GIVEN PASSAGE ->
Well, faceless strawman who I invented for the sole purpose of ragging on, I'm glad you asked. See, by the end of the book, much to the chagrin of the Turing police, the Neuromancer and the Wintermute have been united, and essentially have created this sort of super-AI, a "singularity", if you want to go by modern scifi buzzword terms. There's many allusions to divine or supernatural occurrences throughout the novel, what with the space people and all, but none are more on the nose than the Neuromancer essentially creating a sort of digital afterlife filled with virtual clones of multiple major characters.
These blatant religious allusions beckon the question, what are deities if not just AI? Going by a semi-atheistic viewpoint that might align closely with the stance taken by the Sprawl, a deity is just a tool that humans created to get humans to work together and fall in line with the promise of life after death as a reward. A tool with a personality, at that, as all fictional characters are. Note that I'm not trying to dunk on real life religions, but I personally believe that to some extent, the worldview that deities are just tools of authority fits the tone of the Neuromancer quite well. In fact, compare that TO the Neuromancer/Wintermute hybrid AI. It's a tool with a personality and sapience, created by humans, and is capable of granting a semblance of life after death. If that doesn't have a theistic vibe to it, I have no idea what does.
And that's where the cosmic horror deities come in. See, the hybrid AI doesn't actually care about humans by the end of the novel, when it's created. Sure, it's pretty much omniscient/omnipotent at this point, but it stays in its own realm and in the next two novels of the sprawl trilogy, never really has a direct impact on human affairs. And why should it? Humans may have created it, but they're ultimately insignificant in the grand scheme of things. The Neuromancer/Wintermute even says near the end of the story that it's discovered others like it from beyond the stars. If that's not lovecraftian, I don't know what is. These AIs have all the power in the world, and yet they don't interfere much, simply because they don't care. That right there is the definition of an eldritch deity. And oh lordy would former ESUHSD District Superintendent Chris D. Funk be proud of that one.

TASK TO CARRY OUT ->
According to the essay on Neuromancer, what does the Neuromancer/Wintermute say near the end of the story that it has discovered? The data after this point plays no part here.

MATERIAL ->
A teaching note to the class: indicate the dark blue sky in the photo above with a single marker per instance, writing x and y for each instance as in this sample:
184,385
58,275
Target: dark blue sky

RESULT OF THIS TASK ->
Others like it from beyond the stars.